Quote precisely the final stretch of the listing: start at the line containing "For the benchmark, provide one point per instance of the silver" and stop after the last line.

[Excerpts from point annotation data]
---------------

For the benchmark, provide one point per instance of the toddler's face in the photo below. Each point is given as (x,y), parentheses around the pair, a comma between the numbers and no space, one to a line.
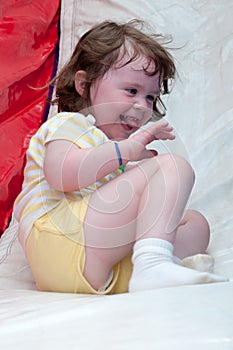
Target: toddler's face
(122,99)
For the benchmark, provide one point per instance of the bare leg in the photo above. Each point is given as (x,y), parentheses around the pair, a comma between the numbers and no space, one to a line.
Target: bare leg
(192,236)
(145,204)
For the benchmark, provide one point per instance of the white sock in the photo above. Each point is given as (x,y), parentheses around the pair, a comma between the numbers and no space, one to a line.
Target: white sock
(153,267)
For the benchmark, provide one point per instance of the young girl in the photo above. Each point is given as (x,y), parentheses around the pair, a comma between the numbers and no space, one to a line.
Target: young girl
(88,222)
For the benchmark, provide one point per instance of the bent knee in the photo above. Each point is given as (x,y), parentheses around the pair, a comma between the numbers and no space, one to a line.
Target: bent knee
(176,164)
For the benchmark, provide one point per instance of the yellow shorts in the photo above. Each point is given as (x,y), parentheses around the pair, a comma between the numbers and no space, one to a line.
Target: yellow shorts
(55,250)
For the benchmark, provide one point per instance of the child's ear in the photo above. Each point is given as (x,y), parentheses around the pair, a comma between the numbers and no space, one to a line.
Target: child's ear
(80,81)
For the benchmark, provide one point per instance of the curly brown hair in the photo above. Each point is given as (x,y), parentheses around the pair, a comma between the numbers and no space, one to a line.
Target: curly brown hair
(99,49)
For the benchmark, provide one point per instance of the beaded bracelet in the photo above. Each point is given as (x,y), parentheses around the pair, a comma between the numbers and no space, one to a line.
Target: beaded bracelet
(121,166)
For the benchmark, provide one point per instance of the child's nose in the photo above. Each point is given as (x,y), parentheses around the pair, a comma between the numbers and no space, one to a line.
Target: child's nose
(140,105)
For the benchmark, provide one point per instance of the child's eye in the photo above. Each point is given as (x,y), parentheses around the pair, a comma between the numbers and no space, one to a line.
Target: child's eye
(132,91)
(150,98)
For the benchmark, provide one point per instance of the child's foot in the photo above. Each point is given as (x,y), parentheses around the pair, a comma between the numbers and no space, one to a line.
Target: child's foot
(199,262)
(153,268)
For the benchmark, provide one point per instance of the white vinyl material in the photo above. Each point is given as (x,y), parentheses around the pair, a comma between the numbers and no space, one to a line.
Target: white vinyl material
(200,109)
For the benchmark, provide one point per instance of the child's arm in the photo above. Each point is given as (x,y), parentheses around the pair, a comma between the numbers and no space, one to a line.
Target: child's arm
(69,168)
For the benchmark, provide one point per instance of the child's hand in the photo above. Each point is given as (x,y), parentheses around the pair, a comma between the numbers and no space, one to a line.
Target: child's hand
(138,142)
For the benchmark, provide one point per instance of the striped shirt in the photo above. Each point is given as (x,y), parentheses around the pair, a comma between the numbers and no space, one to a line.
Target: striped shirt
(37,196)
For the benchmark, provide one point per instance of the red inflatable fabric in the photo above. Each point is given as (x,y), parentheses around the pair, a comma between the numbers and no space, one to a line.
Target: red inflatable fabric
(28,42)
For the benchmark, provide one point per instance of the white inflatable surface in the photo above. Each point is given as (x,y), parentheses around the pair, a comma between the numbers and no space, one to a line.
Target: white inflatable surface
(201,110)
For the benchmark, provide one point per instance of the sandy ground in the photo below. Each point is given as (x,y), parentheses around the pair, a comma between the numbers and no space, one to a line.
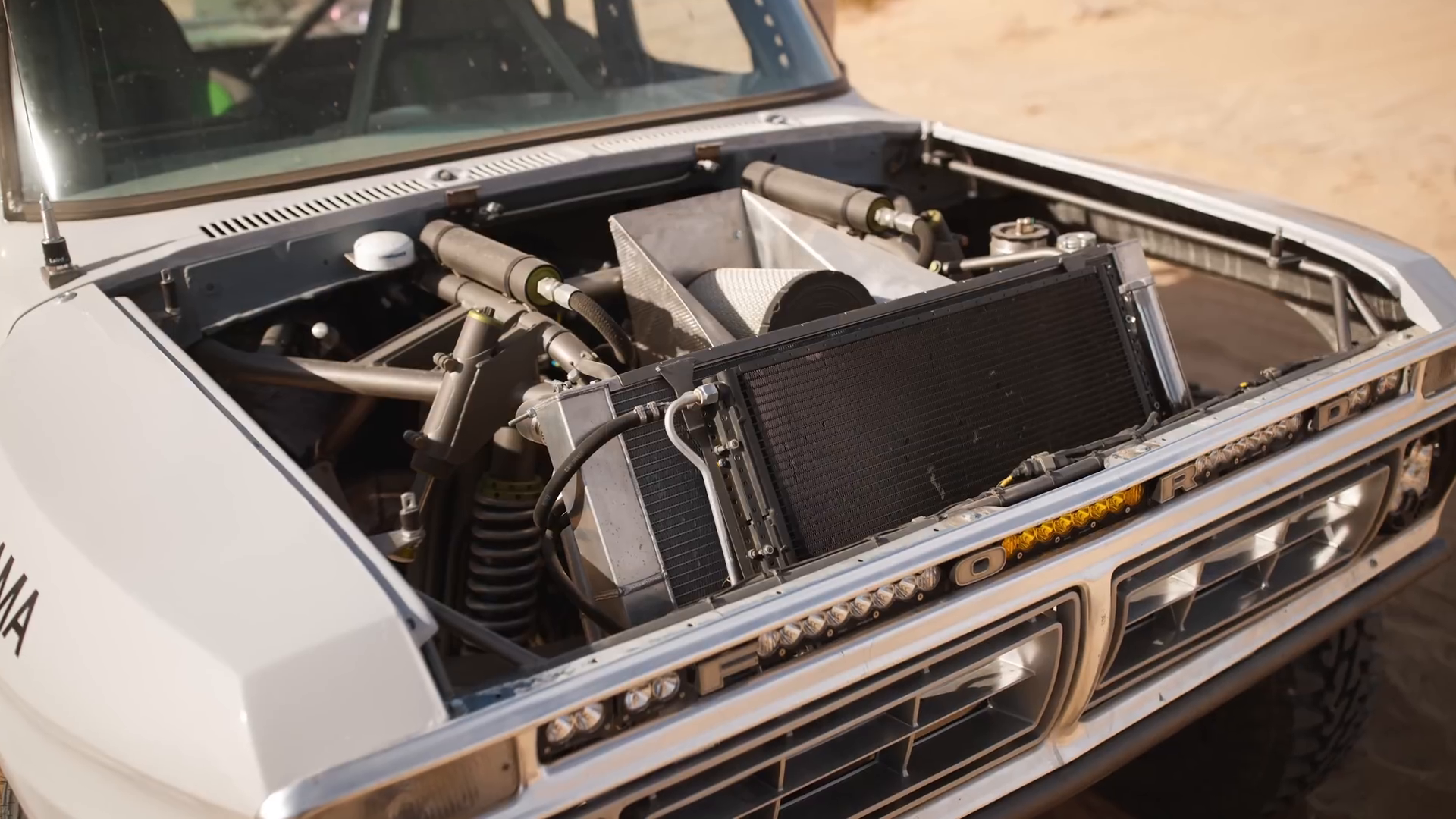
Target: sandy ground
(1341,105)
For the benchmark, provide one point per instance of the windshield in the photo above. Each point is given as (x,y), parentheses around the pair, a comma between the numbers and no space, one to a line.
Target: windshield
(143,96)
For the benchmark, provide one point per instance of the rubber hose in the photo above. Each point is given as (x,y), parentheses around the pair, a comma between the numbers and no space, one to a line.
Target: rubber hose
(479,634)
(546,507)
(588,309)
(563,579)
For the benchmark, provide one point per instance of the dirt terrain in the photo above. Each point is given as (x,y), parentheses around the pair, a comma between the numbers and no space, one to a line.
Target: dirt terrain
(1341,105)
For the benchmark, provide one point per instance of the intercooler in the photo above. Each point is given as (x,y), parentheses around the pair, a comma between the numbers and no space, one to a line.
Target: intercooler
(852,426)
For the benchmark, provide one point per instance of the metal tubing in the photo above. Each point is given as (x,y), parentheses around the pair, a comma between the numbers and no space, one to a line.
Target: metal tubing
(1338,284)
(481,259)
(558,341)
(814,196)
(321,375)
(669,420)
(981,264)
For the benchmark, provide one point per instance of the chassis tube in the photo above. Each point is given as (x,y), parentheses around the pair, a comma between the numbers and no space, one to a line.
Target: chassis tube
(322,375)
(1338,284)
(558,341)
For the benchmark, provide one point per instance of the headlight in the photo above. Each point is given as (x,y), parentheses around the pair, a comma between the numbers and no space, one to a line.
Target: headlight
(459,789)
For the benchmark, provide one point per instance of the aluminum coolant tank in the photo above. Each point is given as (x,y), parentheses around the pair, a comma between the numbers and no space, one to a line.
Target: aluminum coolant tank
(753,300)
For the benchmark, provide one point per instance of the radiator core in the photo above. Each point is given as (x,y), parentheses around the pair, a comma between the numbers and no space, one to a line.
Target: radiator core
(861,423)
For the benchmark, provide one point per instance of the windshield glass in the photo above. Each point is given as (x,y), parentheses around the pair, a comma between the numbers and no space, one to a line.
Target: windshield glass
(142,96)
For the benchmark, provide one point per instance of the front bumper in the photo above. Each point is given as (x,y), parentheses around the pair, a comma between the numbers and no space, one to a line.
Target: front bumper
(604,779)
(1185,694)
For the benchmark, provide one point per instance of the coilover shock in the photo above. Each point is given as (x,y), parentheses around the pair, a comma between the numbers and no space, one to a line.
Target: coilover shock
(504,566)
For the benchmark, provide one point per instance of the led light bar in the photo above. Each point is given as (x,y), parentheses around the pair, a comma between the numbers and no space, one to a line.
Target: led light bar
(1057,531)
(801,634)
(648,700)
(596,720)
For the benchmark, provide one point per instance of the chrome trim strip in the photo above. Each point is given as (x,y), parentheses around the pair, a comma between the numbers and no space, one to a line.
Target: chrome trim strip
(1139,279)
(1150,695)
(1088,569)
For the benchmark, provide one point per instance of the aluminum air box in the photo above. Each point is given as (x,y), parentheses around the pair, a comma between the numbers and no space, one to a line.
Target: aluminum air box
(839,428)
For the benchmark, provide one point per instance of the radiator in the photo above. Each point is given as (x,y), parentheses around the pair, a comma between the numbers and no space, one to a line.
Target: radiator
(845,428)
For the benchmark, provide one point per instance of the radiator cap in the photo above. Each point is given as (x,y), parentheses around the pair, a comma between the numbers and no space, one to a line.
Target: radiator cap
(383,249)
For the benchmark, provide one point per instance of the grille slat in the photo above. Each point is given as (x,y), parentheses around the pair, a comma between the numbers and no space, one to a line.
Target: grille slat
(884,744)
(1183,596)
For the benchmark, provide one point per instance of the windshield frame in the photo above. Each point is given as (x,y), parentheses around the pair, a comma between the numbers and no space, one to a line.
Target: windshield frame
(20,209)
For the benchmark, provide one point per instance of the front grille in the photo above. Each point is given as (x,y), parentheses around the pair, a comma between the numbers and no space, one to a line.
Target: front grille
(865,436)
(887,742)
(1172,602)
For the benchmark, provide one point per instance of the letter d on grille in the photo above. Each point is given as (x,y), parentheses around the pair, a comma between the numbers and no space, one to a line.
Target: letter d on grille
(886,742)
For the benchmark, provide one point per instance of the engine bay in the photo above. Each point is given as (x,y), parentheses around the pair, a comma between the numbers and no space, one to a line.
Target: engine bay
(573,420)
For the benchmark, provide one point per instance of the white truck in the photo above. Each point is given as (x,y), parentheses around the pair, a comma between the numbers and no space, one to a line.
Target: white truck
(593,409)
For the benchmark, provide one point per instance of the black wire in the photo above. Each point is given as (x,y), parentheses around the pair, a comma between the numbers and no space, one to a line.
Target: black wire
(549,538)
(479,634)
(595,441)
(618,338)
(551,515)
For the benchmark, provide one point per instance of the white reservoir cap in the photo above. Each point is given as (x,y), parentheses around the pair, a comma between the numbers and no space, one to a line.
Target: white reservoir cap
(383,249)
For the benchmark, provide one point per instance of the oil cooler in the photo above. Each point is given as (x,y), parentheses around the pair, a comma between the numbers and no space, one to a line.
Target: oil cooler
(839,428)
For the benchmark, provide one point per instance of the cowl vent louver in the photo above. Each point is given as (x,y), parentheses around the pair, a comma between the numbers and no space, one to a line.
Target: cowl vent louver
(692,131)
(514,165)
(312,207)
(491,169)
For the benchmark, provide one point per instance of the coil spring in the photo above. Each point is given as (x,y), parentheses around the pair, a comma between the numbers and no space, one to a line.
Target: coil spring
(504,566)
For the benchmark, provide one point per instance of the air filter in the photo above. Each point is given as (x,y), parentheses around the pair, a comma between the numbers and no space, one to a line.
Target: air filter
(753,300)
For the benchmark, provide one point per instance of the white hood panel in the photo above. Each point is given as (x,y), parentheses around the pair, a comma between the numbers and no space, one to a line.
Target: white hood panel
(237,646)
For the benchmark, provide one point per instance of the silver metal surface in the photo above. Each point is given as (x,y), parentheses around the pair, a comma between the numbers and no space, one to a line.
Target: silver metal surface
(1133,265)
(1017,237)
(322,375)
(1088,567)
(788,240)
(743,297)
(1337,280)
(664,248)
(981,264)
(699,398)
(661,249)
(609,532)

---------------

◆ The response:
For the benchmark, provide one point per instance of the silver metal surface in the photo above. Each point is given as (x,y), parentheses around the pair, a comma between the numbers and no space, one to a line.
Target: silver metal surface
(1133,265)
(1017,237)
(322,375)
(1088,567)
(788,240)
(743,297)
(1337,280)
(664,248)
(981,264)
(699,398)
(661,249)
(609,532)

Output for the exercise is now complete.